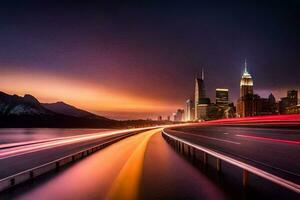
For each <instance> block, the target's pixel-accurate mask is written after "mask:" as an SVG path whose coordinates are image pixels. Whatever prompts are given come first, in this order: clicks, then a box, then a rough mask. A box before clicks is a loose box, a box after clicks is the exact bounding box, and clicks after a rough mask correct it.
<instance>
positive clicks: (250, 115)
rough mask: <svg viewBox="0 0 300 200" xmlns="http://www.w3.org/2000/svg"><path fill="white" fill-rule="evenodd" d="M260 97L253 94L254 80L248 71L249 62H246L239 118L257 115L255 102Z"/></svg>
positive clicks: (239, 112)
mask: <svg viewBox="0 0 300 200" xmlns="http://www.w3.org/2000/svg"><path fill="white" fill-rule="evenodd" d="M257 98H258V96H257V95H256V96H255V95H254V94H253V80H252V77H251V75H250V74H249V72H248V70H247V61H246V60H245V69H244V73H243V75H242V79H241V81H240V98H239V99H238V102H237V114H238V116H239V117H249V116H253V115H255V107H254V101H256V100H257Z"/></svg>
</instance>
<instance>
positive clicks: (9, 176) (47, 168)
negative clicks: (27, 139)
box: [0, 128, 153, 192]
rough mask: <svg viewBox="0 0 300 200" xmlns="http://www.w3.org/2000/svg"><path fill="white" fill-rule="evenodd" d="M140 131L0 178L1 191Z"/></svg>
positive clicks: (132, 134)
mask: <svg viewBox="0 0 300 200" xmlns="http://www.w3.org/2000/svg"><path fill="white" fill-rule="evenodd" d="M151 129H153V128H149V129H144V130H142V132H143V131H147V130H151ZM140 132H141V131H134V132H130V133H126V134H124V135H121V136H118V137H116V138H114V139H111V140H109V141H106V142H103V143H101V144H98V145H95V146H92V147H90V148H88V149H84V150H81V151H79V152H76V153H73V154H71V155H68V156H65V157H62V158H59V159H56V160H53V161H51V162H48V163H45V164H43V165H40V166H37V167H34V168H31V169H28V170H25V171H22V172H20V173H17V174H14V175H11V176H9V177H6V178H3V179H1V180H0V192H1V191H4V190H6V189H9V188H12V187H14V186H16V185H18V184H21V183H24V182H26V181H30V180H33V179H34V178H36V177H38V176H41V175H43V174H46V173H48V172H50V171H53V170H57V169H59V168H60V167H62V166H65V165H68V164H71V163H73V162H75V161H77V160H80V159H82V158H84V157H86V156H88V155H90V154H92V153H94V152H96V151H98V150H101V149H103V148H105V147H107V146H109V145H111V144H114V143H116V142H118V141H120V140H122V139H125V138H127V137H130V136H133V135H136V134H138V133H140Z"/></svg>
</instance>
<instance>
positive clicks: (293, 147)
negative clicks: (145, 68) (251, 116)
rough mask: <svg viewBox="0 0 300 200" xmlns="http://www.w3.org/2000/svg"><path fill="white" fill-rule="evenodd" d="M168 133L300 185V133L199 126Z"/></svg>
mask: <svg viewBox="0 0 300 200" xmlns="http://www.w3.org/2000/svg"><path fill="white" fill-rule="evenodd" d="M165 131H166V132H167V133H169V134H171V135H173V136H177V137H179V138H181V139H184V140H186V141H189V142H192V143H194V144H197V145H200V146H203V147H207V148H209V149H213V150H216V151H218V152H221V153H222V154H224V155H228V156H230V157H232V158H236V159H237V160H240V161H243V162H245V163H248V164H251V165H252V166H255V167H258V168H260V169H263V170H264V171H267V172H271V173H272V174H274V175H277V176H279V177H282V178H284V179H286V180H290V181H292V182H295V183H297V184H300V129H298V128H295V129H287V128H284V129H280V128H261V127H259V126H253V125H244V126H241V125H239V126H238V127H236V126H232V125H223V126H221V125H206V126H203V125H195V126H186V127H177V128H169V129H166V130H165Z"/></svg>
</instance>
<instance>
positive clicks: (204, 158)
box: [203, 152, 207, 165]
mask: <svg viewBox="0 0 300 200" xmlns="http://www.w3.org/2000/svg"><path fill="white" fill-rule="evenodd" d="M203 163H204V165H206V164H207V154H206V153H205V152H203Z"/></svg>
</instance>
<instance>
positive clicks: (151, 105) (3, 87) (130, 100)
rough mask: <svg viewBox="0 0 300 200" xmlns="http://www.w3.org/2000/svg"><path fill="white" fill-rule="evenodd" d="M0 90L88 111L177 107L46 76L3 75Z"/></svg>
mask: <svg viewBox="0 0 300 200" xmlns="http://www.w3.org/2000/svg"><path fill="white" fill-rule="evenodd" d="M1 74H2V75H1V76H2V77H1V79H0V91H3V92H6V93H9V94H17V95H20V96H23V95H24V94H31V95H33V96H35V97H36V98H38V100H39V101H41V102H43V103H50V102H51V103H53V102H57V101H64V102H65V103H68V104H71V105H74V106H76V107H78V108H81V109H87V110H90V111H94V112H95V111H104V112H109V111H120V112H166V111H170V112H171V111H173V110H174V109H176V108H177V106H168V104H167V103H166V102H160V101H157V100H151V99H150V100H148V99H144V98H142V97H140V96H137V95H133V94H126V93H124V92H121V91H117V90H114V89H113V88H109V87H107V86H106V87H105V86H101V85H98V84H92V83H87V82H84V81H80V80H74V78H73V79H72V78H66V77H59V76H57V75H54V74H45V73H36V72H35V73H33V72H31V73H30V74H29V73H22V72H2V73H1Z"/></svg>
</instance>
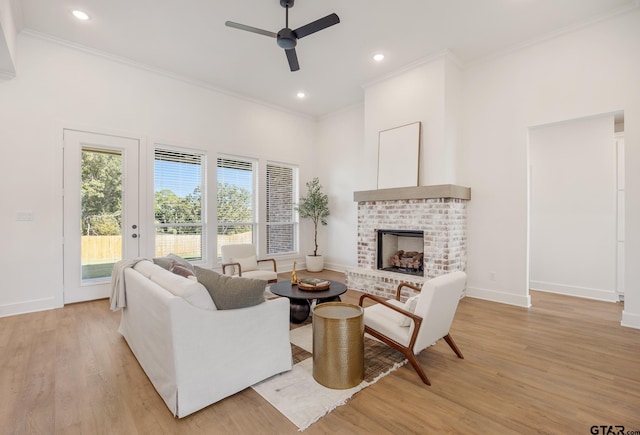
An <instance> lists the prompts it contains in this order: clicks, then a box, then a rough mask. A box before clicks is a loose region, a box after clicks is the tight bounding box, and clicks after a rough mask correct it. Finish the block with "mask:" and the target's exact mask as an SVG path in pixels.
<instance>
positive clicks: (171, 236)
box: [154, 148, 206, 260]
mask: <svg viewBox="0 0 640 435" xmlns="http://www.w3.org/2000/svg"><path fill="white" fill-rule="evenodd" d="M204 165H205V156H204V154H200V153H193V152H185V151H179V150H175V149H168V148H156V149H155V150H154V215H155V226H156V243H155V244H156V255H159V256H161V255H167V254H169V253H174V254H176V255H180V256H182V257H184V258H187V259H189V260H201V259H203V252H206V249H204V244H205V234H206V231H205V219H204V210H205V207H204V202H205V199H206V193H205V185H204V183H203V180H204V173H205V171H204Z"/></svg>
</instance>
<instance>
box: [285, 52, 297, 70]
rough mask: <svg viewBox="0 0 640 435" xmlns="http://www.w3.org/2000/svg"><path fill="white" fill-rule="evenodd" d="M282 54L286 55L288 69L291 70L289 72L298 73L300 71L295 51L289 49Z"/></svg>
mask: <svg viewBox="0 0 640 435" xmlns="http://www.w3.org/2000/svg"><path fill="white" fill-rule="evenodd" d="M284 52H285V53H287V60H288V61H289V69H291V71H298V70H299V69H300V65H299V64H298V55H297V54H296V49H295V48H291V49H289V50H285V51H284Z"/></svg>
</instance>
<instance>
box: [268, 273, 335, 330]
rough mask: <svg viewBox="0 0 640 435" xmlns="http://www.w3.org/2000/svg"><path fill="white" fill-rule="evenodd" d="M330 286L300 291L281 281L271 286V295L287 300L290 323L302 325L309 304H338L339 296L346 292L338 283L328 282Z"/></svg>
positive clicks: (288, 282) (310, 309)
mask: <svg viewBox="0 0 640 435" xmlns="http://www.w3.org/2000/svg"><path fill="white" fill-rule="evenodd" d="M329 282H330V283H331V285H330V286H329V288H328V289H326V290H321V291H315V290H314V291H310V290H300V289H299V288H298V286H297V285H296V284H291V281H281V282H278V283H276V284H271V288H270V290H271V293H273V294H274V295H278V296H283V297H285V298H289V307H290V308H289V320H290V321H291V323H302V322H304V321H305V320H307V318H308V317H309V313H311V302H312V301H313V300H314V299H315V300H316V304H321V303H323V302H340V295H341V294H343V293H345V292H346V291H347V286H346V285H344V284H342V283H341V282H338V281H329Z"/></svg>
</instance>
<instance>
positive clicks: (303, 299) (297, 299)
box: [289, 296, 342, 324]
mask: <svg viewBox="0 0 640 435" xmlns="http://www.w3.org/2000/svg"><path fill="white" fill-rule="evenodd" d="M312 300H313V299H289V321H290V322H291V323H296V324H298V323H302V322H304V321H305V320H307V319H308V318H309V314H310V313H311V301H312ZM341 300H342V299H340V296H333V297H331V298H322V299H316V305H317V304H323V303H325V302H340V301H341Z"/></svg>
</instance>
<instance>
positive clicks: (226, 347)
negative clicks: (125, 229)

**What the exercise asks**. Select each line of the records in which the word "correct" appears.

**The answer**.
For each <instance> block, the target's pixel-accurate mask is written after "mask:" as an SVG path whose coordinates are image pixels. Whatever prompts are given come first, in this order: clicks, then a box, then a rough mask. A box before clicks is a loose box, a box after clicks is the exact bounding box, and clicks after a rough mask correct it.
An <instance> lists the prompts it contains in this order: clicks, then a box, then a rough mask. A box before clicks is a loose region, a box after clicks is the tight bounding box, and clicks after a rough mask correct it. Finish the block with "mask:" and the target's exact mask as an SVG path in pixels.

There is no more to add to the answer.